Page:
Even though a statement like that doesn’t make a lot of sense… hang with me here. The O’Reilly Factor, and by extension, almost every other talk show on the 24-hour news channels feature hosts and guests cutting each other off and acting like a bunch of 8-year olds. Busch’s behavior after races he doesn’t win is kind of similar to such a temper tantrum. The scene at Milwaukee after the Nationwide race is what you can get when you interview Kyle once he loses a race. Like on those talk shows, he never actually answered any of the questions given. He just made his viewpoints and sulked off.
Meanwhile, Dr. Jerry Punch took the week off to relax at home, likely in preparation for the Sprint Cup portion of the NASCAR on ESPN schedule that starts in just one month. Punch’s replacement for the weekend, Marty Reid, did his typical good job on the mic in his place. There is most definitely a different feel to Nationwide telecasts when Marty calls them instead of the Doc.
One major difference occurs right from the drop of the green, as both men choose to handle the presence of the start-and-park teams in opposite ways. Jerry Punch may acknowledge when those teams go behind the wall, but not always. Typically, he’ll only reference them if something more notable happens to those cars, like the wreck that both Day Enterprises (No. 05 of Casey Atwood and No. 85 of Brad Baker) cars got into with John Wes Townley at Nashville earlier this year.
In comparison, on Saturday Reid made reference to each and every one of the S&P teams when they packed it in, including the No. 96 of Willie Allen being black-flagged for not having a crew chief. That is a new one, as there was probably no crew there, either.
Reid also appears to have a bit more emotion in his commentary than Dr. Punch does. Admittedly, the most vivid memory I have of Reid in the booth was the inaugural truck race at Daytona in 2000 on ESPN (Note: A clip of the live call by Marty Reid of Geoffrey Bodine‘s crash in that race is available HERE). I was only watching the race that day because a big snowstorm moved in and canceled school here, giving me the opportunity to tune in.

Supplied entries:
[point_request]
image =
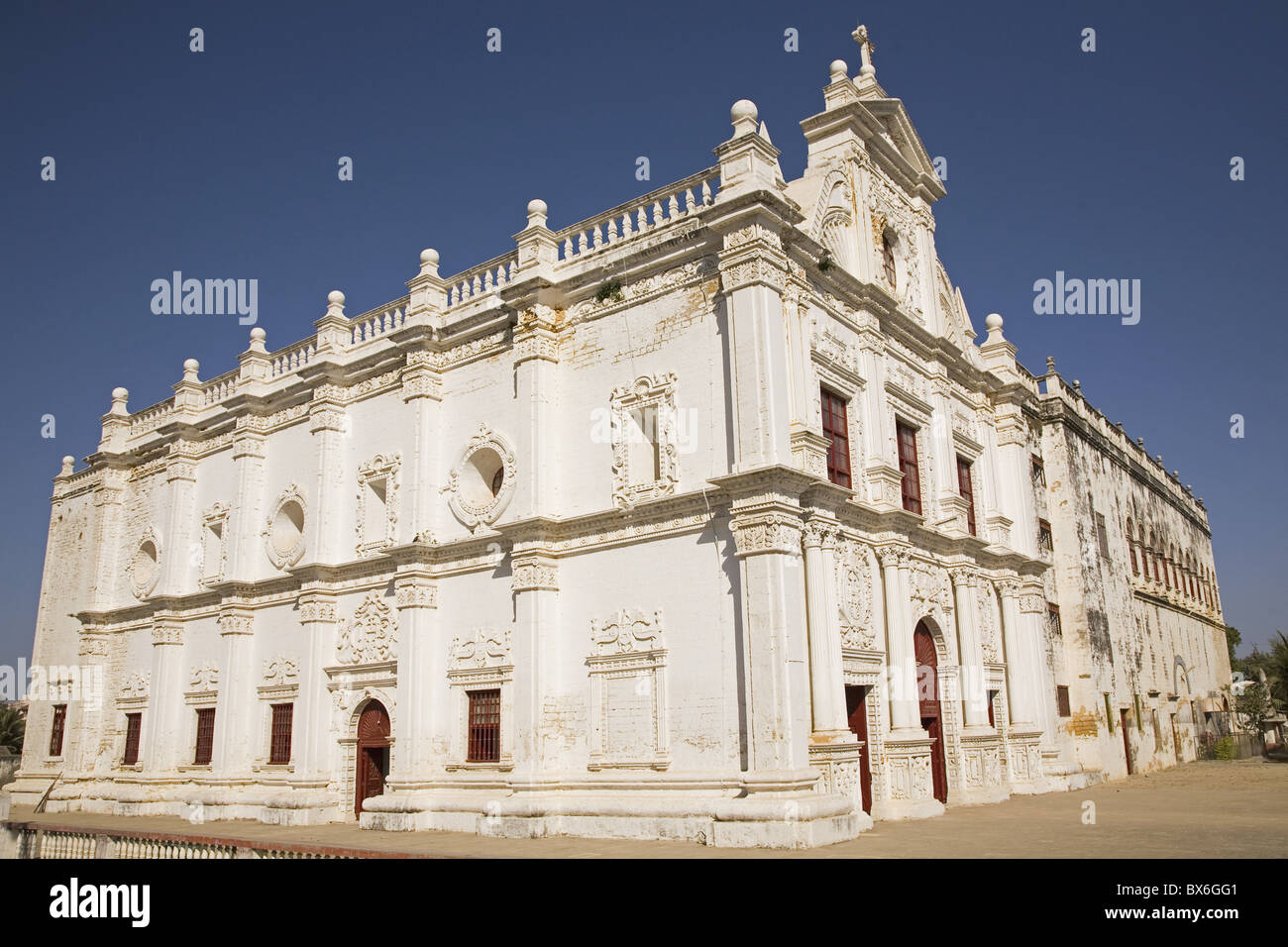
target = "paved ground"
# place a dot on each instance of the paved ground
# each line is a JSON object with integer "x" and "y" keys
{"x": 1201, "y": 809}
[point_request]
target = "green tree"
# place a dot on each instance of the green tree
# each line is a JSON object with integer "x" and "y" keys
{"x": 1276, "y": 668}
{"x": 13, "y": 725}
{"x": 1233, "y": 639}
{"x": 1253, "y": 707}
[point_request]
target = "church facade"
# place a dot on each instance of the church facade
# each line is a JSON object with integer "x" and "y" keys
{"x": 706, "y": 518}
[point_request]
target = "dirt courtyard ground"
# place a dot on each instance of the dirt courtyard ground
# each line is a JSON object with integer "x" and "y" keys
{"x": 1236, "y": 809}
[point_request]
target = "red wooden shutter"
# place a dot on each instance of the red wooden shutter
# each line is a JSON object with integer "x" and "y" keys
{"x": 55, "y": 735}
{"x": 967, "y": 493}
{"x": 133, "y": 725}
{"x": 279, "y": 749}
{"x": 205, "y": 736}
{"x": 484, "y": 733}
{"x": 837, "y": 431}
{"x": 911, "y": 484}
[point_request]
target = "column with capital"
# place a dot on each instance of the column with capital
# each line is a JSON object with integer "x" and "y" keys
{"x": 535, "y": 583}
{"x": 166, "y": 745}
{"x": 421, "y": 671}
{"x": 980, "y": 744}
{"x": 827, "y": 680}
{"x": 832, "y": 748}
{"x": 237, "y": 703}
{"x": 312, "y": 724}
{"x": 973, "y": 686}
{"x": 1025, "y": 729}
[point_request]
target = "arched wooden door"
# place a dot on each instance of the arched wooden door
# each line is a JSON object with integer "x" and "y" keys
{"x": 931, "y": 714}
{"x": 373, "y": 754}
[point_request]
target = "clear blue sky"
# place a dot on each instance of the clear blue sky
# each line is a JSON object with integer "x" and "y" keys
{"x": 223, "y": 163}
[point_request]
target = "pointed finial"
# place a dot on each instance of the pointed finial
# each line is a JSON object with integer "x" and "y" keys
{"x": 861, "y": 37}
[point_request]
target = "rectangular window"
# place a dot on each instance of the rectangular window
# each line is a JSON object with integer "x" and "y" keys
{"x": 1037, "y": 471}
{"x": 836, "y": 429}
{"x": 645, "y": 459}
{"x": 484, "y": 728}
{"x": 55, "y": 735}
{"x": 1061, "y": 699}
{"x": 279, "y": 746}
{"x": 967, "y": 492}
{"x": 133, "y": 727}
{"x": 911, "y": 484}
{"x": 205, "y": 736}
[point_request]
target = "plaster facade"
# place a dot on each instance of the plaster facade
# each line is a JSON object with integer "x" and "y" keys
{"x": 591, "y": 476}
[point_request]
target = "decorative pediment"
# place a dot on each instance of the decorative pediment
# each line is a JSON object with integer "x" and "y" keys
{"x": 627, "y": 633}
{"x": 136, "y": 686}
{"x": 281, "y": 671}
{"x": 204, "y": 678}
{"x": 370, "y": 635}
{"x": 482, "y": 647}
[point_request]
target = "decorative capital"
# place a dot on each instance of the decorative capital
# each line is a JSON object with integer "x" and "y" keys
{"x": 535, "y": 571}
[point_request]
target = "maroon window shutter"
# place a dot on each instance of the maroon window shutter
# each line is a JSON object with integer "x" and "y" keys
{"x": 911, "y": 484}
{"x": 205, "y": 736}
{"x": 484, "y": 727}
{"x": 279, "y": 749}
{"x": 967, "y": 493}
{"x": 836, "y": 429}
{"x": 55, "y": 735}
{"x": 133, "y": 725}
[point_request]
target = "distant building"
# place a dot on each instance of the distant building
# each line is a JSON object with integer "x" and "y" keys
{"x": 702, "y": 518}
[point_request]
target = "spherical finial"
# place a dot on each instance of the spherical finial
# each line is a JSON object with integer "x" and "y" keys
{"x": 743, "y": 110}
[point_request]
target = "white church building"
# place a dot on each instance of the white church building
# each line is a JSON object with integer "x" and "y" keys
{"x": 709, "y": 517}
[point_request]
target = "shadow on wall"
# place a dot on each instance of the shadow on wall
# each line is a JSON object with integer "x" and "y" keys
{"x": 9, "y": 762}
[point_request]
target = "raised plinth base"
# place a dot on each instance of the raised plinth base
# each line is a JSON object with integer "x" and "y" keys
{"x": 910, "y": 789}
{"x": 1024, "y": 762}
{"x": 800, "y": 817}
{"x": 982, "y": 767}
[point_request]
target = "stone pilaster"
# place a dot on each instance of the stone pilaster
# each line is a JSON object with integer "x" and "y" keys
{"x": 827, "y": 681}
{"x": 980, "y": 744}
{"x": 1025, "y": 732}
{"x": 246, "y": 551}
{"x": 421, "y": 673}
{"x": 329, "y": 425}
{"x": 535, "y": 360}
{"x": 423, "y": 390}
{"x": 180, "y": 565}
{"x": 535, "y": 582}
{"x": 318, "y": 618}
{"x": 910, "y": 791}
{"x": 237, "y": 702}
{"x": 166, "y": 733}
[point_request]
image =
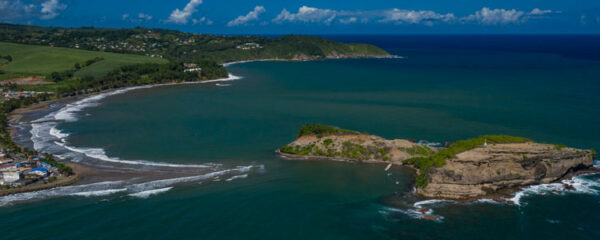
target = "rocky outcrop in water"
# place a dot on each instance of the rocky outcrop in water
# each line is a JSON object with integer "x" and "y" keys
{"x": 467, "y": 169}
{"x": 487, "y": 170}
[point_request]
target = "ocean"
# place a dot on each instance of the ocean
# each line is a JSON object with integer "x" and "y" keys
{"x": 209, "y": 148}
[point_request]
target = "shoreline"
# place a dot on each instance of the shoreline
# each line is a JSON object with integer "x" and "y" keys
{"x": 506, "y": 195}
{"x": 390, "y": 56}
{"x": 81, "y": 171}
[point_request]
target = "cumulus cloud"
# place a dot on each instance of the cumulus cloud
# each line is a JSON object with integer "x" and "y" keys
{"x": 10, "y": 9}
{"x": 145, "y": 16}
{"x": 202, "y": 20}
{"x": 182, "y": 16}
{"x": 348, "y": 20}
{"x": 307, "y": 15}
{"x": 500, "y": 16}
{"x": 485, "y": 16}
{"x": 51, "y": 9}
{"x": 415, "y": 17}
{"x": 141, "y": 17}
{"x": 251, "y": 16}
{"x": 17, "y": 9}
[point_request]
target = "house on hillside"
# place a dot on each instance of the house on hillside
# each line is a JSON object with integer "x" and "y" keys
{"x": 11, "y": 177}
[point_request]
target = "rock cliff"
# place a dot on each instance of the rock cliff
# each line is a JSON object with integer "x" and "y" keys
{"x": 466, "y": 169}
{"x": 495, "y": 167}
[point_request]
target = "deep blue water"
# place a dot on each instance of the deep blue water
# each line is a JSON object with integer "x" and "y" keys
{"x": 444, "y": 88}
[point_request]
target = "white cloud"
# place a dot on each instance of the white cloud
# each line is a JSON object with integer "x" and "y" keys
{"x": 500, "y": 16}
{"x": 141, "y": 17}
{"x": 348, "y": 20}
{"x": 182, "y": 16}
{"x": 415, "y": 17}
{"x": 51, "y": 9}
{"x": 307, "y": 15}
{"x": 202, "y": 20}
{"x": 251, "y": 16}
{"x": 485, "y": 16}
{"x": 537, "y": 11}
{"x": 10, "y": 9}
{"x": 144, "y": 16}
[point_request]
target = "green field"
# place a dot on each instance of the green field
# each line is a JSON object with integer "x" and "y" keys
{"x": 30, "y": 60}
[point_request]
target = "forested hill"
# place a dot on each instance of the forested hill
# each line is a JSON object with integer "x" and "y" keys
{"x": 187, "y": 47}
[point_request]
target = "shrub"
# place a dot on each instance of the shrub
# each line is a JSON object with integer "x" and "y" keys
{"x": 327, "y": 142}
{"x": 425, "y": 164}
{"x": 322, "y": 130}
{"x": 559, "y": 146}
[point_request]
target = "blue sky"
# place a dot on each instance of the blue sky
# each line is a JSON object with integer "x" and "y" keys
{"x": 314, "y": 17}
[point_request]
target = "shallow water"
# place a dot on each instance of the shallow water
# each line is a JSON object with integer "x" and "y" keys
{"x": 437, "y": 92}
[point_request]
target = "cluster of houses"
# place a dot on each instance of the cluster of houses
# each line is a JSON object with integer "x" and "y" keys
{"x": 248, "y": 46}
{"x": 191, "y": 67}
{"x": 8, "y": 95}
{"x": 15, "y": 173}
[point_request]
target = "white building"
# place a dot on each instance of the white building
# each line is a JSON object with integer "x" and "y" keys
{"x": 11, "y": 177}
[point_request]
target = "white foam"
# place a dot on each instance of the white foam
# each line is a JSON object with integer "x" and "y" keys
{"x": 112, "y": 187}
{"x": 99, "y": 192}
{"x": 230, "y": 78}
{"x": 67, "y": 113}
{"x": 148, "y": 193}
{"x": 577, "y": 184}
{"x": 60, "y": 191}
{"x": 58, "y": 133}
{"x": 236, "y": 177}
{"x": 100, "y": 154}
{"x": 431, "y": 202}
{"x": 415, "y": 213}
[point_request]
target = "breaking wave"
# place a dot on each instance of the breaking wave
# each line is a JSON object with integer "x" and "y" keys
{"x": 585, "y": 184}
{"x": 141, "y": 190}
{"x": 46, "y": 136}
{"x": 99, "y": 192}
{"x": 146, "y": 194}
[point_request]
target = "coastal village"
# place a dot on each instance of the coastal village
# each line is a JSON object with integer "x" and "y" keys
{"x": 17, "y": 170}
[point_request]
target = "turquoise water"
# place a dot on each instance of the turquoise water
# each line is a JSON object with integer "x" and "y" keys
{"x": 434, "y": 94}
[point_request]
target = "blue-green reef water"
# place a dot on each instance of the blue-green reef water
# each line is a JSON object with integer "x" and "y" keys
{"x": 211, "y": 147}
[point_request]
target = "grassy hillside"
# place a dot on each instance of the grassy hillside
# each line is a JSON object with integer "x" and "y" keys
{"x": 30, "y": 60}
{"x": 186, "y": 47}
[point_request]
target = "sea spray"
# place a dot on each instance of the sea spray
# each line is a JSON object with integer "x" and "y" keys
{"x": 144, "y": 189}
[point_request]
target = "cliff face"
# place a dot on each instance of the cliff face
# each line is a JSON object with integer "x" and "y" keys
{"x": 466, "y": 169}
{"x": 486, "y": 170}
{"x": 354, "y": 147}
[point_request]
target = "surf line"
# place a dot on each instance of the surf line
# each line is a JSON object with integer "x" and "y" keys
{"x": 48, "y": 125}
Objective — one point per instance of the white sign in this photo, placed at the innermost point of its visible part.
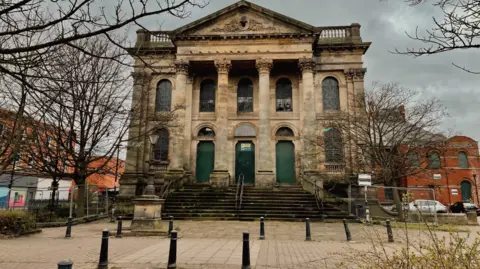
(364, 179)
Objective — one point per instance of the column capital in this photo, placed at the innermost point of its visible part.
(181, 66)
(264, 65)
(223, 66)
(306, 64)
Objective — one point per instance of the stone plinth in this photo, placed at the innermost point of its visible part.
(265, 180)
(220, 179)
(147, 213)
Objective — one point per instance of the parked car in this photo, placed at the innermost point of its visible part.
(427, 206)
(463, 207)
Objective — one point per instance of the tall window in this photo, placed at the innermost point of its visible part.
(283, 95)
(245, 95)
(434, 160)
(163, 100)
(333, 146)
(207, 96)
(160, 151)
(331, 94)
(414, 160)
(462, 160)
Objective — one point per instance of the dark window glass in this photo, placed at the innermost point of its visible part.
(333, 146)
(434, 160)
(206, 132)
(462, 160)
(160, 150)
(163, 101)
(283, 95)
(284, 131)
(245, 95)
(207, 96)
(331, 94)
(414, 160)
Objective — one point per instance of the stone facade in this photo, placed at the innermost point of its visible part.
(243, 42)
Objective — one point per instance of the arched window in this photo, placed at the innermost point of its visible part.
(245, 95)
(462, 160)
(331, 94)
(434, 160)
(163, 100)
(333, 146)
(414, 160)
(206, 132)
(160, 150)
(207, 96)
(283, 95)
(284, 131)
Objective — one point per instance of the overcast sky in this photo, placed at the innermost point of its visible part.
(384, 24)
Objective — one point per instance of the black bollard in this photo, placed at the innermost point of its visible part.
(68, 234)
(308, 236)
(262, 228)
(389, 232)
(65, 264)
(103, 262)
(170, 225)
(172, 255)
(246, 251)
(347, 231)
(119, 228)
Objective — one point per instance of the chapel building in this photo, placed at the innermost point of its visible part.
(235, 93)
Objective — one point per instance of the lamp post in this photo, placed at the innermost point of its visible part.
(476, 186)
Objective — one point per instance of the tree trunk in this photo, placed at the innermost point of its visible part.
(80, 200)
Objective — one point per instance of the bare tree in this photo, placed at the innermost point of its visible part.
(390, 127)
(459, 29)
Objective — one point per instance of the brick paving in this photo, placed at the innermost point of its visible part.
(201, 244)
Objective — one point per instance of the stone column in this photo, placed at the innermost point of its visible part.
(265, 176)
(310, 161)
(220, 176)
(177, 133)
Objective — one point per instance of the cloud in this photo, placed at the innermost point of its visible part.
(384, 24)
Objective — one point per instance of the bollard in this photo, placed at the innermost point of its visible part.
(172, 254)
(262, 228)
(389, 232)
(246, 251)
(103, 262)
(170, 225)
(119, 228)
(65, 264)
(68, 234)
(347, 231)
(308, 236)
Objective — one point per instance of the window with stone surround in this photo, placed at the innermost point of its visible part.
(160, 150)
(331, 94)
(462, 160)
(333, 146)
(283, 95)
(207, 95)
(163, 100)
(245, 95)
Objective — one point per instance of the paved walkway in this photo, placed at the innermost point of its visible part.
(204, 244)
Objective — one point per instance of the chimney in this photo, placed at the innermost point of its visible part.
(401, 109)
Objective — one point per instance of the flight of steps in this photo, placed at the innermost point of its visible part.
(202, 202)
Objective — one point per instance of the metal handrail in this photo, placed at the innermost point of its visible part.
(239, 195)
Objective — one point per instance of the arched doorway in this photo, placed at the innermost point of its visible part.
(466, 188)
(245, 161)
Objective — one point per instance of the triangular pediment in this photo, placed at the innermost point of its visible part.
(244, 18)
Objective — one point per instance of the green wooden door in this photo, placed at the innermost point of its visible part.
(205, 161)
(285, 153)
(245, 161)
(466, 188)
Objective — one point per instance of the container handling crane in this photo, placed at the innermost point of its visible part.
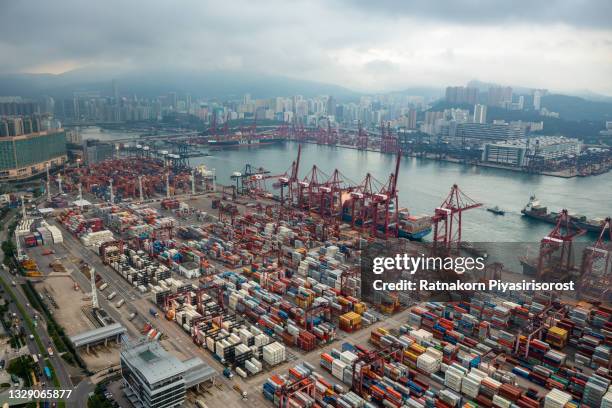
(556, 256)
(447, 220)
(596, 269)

What to do:
1. Reproduce the NASCAR broadcast commentary from "In comparison, on" up to and including "to tune in.".
2. Condense the paragraph of the NASCAR broadcast commentary that begins "One major difference occurs" into a short bulleted list that keeps its main facts.
3. In the NASCAR broadcast commentary, why was the No. 96 of Willie Allen black-flagged?

Responses for each task:
1.
In comparison, on Saturday Reid made reference to each and every one of the S&P teams when they packed it in, including the No. 96 of Willie Allen being black-flagged for not having a crew chief. That is a new one, as there was probably no crew there, either.
Reid also appears to have a bit more emotion in his commentary than Dr. Punch does. Admittedly, the most vivid memory I have of Reid in the booth was the inaugural truck race at Daytona in 2000 on ESPN (Note: A clip of the live call by Marty Reid of Geoffrey Bodine‘s crash in that race is available HERE). I was only watching the race that day because a big snowstorm moved in and canceled school here, giving me the opportunity to tune in.

2.
- From the green flag, Jerry Punch and Marty Reid handle the start-and-park teams in opposite ways.
- Punch sometimes acknowledges when those teams go behind the wall, but not always.
- He typically mentions them only if something more notable happens to those cars. One example is the wreck at Nashville earlier this year, when both Day Enterprises cars (No. 05 of Casey Atwood and No. 85 of Brad Baker) got into a crash with John Wes Townley.

3. It was black-flagged for not having a crew chief.